▶ _SUPPLIED PASSAGE_:
------------------------
Meet Marjorie Taylor Gavitt
Marjorie Taylor Gavitt is a mixed media artist who is featured in Grounding, a three-person show on display at Art Work Gallery for October and November 2023.
Artist Biography
Marjorie Taylor Gavitt studied Fine Art and Art Education at Northwestern Connecticut Community College and Southern Connecticut University. During her more than 35-year career in Marketing Communications, she received further education in graphic arts, digital design, and videography. Marjorie engaged in the arts outside of her career, further developing skills in acrylic painting, fiber arts, sculpture, printmaking, and mixed media work.
Currently, she utilizes many of these media in her work. She has exhibited in galleries in Ithaca, NY; Litchfield, CT; Denver and Golden, CO; Oxford, Aston, Audubon and Phoenixville, PA. View more of Majorie’s artwork by following Art by MTG on Facebook and Instagram.
------------------------
▶ _INPUT MATERIAL_:

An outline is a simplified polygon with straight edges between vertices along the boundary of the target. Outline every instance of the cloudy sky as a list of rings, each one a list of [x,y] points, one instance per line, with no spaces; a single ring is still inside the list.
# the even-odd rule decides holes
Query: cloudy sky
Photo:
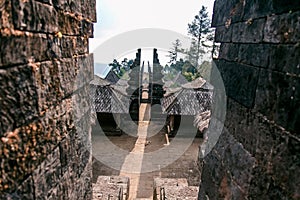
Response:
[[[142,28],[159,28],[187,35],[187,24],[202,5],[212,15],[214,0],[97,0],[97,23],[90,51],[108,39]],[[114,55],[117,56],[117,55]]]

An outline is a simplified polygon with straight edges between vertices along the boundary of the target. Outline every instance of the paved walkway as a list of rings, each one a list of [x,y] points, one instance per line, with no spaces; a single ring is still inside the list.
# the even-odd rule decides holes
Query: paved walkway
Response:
------------------------
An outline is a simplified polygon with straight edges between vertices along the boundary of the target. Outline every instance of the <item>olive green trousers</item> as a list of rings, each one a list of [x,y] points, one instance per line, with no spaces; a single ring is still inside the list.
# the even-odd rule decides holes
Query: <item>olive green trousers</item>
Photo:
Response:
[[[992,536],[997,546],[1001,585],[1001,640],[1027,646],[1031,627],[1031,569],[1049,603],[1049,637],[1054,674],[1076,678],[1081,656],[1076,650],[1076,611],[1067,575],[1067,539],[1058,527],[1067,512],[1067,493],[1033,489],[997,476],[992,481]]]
------------------------
▶ _TASK SET_:
[A] Find every line in the rows that contains the string "trousers", matching case exactly, and copy each of those lines.
[B] Write the next part of the Marjorie Taylor Gavitt artist profile, picking up after its last sentence.

▶ _RESPONSE LIST_:
[A]
An outline is a simplified polygon with straight edges between vertices along the boundary of the target. Outline every instance of the <item>olive green trousers</item> as a list of rings, each one a list of [x,y] points, one instance per line, with no spaces; a single ring is still inside the list.
Query: <item>olive green trousers</item>

[B]
Artist Statement
Most of my life I have lived in an area where history is revered, and the limited natural resources are jealously guarded. Change often occurs slowly, and with much debate. However, nature has other ideas: change is constant. And Mother Nature retakes what is hers over and over again. This impermanence, the continual and cyclical change, has become the driving force behind my creative efforts. The evolution of humanity, nature, and climate provides a ready reference for artistic endeavor.
I walk outdoors almost every day, often choosing “the path less traveled” - narrow dirt paths through woods and around fields. As I wander, my thoughts are on the inhabitants, past and present. Walking in nature reveals home to generations, cabins, tents, stone dwellings, or a ragged blanket at the edge of the river. Bridges span rivers and tiny streams, providing access to towns, villages, and individual dwellings. Some of these destinations exist in a new form; others are only evident in the fragments that are left. Remnants of railroads crisscross the landscape: a section of rusty rail, a few rotted ties, and some nails, or just a flattened, elevated path. These are all inspiration for my artwork.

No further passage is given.